Items listed in a dataset:
BEGIN
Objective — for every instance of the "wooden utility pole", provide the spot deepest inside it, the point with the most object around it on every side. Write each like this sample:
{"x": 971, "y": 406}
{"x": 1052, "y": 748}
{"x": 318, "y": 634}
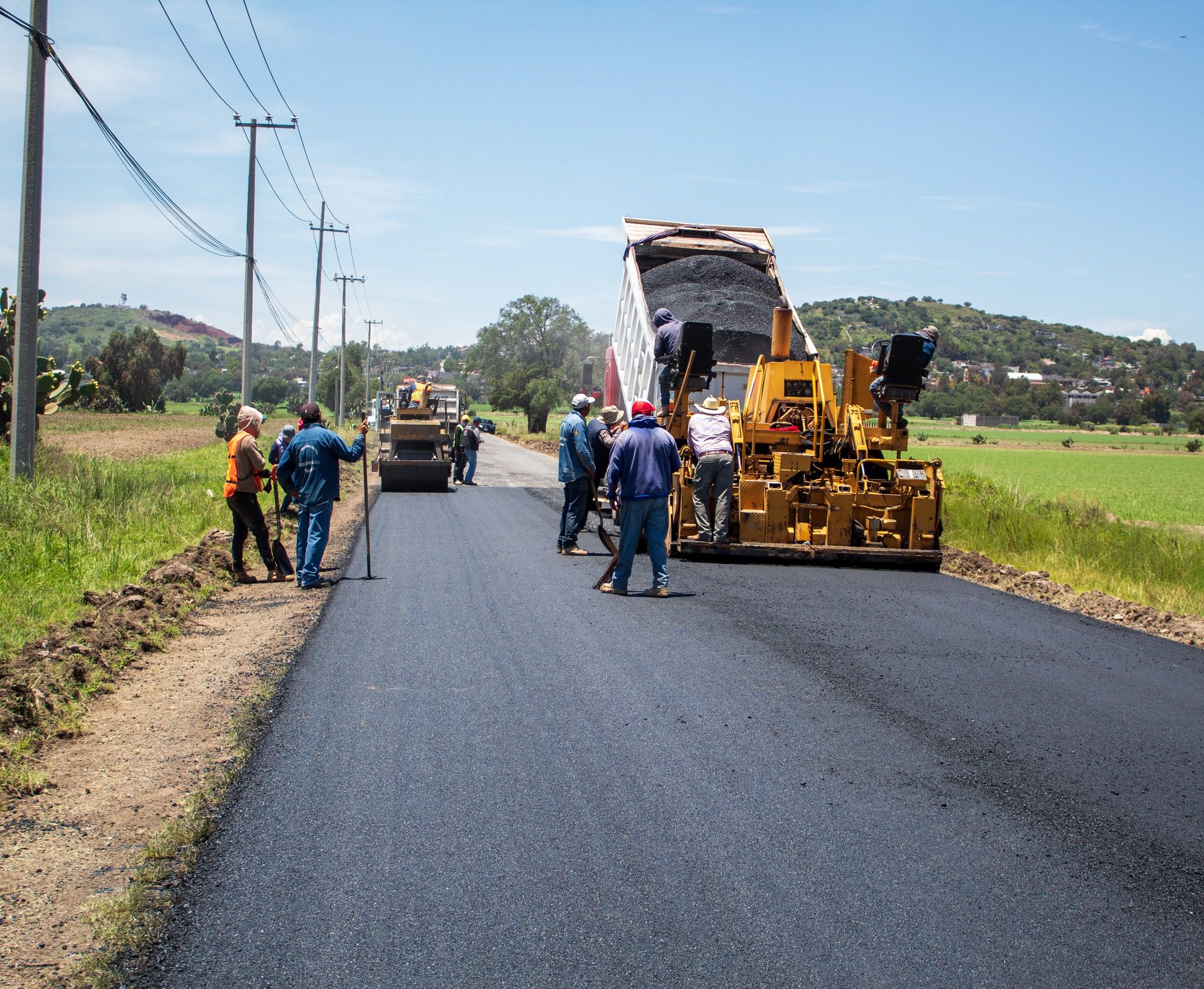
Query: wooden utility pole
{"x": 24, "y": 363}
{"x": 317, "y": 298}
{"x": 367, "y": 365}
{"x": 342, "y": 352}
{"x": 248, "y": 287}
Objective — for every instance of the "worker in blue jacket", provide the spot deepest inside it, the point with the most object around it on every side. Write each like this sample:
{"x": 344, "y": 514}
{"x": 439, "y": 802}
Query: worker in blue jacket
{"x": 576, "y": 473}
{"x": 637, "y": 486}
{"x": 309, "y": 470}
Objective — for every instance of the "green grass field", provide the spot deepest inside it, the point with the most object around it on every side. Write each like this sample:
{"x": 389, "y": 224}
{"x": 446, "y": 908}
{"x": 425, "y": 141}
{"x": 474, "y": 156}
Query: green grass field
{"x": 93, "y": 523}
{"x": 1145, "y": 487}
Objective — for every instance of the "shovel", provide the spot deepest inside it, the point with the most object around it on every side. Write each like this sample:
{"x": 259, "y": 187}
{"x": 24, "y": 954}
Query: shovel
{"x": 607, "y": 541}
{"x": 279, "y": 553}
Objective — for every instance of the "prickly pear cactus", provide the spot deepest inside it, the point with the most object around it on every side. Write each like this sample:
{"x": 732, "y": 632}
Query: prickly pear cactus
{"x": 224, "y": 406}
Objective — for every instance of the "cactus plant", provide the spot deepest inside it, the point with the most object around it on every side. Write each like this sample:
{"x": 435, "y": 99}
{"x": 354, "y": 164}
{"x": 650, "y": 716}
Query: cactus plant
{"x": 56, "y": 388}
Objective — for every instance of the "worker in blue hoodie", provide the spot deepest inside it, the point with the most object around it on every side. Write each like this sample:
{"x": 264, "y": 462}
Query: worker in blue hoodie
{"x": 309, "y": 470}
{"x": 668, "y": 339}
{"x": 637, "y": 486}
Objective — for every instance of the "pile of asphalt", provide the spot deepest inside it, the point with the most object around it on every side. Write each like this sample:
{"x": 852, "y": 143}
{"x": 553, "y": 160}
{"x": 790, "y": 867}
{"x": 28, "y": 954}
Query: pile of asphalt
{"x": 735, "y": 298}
END
The reply is to be all the records above, transcribed exactly, with no pictures.

■ **Completed exercise**
Objective — for every instance of the "wooden utility pole", provide the spot deepest inside it, the point with the most object around it on every side. Write each like this sample:
{"x": 971, "y": 406}
{"x": 1052, "y": 748}
{"x": 318, "y": 634}
Query: wooden utility pole
{"x": 24, "y": 363}
{"x": 317, "y": 298}
{"x": 367, "y": 365}
{"x": 342, "y": 352}
{"x": 248, "y": 287}
Objective — for every instance of the "worker in blue jacket", provide the spot deepest inside it, the point with the most object around it on every side. Write each like this sample:
{"x": 344, "y": 514}
{"x": 439, "y": 802}
Query: worker in blue jacket
{"x": 576, "y": 473}
{"x": 637, "y": 486}
{"x": 309, "y": 470}
Objective — for every instance of the "green grass field", provide the spot deepest inside it, the point with the most object around it on every side. Write each like this sample:
{"x": 389, "y": 224}
{"x": 446, "y": 908}
{"x": 425, "y": 141}
{"x": 474, "y": 156}
Query: green grass field
{"x": 93, "y": 523}
{"x": 1145, "y": 487}
Objective — for every instance of the "shovel", provide the spot deepest inside it, the point with the most object around it on every side. Write each like this sample:
{"x": 259, "y": 187}
{"x": 24, "y": 954}
Query: shovel
{"x": 607, "y": 541}
{"x": 279, "y": 553}
Objective — for every instance of the "prickly pear cactus", provide the spot deepest inside it, the point with the most object around it on every side. Write each like this sample:
{"x": 732, "y": 632}
Query: prickly pear cactus
{"x": 224, "y": 406}
Objective — for every instance of the "cactus plant", provide the spot deepest inside it, the point with the most object around it on every side. Write each like this sample:
{"x": 435, "y": 99}
{"x": 354, "y": 164}
{"x": 650, "y": 716}
Query: cactus plant
{"x": 56, "y": 388}
Objective — for every instance of the "worker in blue hoodie", provide the spot deepest inside it, the point with the most object around it on every side. Write each like this sample:
{"x": 264, "y": 462}
Query: worker in blue hoodie
{"x": 309, "y": 470}
{"x": 668, "y": 339}
{"x": 637, "y": 486}
Objective — for every instance of the "pile of asphalt", provide the spot deepest inside it, the point with the most object around it on every side. Write each like this sample:
{"x": 852, "y": 143}
{"x": 553, "y": 160}
{"x": 790, "y": 867}
{"x": 28, "y": 954}
Query: pile of asphalt
{"x": 735, "y": 298}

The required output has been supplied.